**Vragen en opdrachten:**
1. Bij wie wil de minderjarige volgens de tekst blijven wonen?
2. Schrijf het stuk van de tekst over dat begint met de woorden "De advocaat van" en eindigt met "ouders komt logeren.". Vervang daarin "minderjarige" door "jongere".

**Tekst om te lezen:**
- - - - -
De advocaat van de ouders heeft zich namens de ouders gerefereerd aan het oordeel van de rechtbank. De ouders verzetten zich niet langer tegen toewijzing van de verzochte machtiging. Zij steunen de minderjarige in haar wens om bij de pleegouders te blijven wonen. De minderjarige is gebaat bij duidelijkheid over haar toekomstperspectief. De advocaat heeft ter terechtzitting voorts aangegeven dat de ouders graag zouden zien dat de minderjarige in de toekomst bij de ouders komt logeren.

Beoordeling

De moeder en de pleegouders zijn conform de wettelijke vereisten opgeroepen, doch niet verschenen.
- - - - -
**De gegevens:**
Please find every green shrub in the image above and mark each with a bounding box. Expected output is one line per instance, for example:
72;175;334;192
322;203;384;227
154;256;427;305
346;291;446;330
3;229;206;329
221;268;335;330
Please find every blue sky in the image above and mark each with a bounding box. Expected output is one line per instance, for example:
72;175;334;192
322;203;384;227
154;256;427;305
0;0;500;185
- - - - -
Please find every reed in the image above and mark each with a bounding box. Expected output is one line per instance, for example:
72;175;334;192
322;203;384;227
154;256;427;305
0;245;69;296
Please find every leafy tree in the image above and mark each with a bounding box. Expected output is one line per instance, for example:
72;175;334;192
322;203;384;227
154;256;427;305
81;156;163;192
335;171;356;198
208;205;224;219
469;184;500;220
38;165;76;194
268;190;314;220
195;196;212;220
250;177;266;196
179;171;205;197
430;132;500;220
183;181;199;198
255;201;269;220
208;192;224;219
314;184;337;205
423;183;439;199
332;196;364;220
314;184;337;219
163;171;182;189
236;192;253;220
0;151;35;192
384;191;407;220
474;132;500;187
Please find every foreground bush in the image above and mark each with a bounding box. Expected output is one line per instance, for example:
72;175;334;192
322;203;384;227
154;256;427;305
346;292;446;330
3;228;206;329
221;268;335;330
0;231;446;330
- - - - -
**Oplossingen:**
1. Bij de pleegouders.

2.
De advocaat van de ouders heeft zich namens de ouders gerefereerd aan het oordeel van de rechtbank. De ouders verzetten zich niet langer tegen toewijzing van de verzochte machtiging. Zij steunen de jongere in haar wens om bij de pleegouders te blijven wonen. De jongere is gebaat bij duidelijkheid over haar toekomstperspectief. De advocaat heeft ter terechtzitting voorts aangegeven dat de ouders graag zouden zien dat de jongere in de toekomst bij de ouders komt logeren.